- **RECORDS FOR THIS TASK**:

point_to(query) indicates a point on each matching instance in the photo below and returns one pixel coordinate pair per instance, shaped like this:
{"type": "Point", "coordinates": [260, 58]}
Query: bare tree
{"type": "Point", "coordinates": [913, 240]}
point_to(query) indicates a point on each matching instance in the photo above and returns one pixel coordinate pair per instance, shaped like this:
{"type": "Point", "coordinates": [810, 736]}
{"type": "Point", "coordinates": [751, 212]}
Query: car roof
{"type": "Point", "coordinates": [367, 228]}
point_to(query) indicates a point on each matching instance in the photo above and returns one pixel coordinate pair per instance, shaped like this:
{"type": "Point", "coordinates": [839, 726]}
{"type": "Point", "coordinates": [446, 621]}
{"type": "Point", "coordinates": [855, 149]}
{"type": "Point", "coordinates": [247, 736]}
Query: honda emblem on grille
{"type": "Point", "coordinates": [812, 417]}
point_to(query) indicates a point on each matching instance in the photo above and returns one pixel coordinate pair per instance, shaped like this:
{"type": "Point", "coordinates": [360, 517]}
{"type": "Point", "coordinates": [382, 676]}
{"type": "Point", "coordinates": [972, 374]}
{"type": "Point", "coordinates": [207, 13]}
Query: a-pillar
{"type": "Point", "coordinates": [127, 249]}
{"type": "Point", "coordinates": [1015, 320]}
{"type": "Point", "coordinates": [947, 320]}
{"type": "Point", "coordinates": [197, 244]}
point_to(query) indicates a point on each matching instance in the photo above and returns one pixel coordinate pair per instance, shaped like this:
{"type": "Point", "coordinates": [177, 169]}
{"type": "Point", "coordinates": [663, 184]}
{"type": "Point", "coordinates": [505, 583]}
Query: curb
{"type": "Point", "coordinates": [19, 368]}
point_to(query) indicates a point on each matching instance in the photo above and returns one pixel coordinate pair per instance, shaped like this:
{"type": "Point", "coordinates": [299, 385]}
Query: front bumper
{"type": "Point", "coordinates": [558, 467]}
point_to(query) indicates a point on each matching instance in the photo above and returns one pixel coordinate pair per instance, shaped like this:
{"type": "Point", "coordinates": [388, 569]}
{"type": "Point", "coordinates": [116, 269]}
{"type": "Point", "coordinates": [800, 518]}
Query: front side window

- **WHAT IS BEING ASKED**:
Each of the records should be retyped exactly.

- **ANSWER**:
point_to(query) indicates a point on each matching instance in the photo below and returns one pixel coordinate pair per instance, shaped like this:
{"type": "Point", "coordinates": [260, 58]}
Query: bare tree
{"type": "Point", "coordinates": [913, 240]}
point_to(query) indicates a point on each matching instance in the photo above and returns one pixel coordinate pair per instance, shaped like this:
{"type": "Point", "coordinates": [810, 736]}
{"type": "Point", "coordinates": [751, 212]}
Query: car roof
{"type": "Point", "coordinates": [367, 228]}
point_to(query) indicates a point on each matching instance in the photo above and returns one pixel coordinate pair per instance, shaped like this:
{"type": "Point", "coordinates": [839, 726]}
{"type": "Point", "coordinates": [446, 621]}
{"type": "Point", "coordinates": [855, 149]}
{"type": "Point", "coordinates": [247, 736]}
Query: honda emblem on grille
{"type": "Point", "coordinates": [812, 417]}
point_to(query) indicates a point on each matching instance in the photo above and returns one pixel coordinate pair per instance, shaped like this:
{"type": "Point", "coordinates": [360, 517]}
{"type": "Point", "coordinates": [382, 676]}
{"type": "Point", "coordinates": [972, 374]}
{"type": "Point", "coordinates": [207, 13]}
Query: a-pillar
{"type": "Point", "coordinates": [127, 249]}
{"type": "Point", "coordinates": [1015, 320]}
{"type": "Point", "coordinates": [947, 320]}
{"type": "Point", "coordinates": [197, 244]}
point_to(query) indicates a point on each matching instance in the photo above and returns one pixel coordinate pair per instance, shaped like this:
{"type": "Point", "coordinates": [177, 169]}
{"type": "Point", "coordinates": [663, 184]}
{"type": "Point", "coordinates": [505, 583]}
Query: curb
{"type": "Point", "coordinates": [19, 368]}
point_to(query) indicates a point on each matching instance in the photo above and returns one pixel coordinate pair per instance, shaped like this:
{"type": "Point", "coordinates": [299, 385]}
Query: front bumper
{"type": "Point", "coordinates": [558, 467]}
point_to(query) indicates a point on each matching instance in the photo above and returns one pixel coordinate pair per instance, shaped like this:
{"type": "Point", "coordinates": [388, 569]}
{"type": "Point", "coordinates": [116, 269]}
{"type": "Point", "coordinates": [800, 518]}
Query: front side window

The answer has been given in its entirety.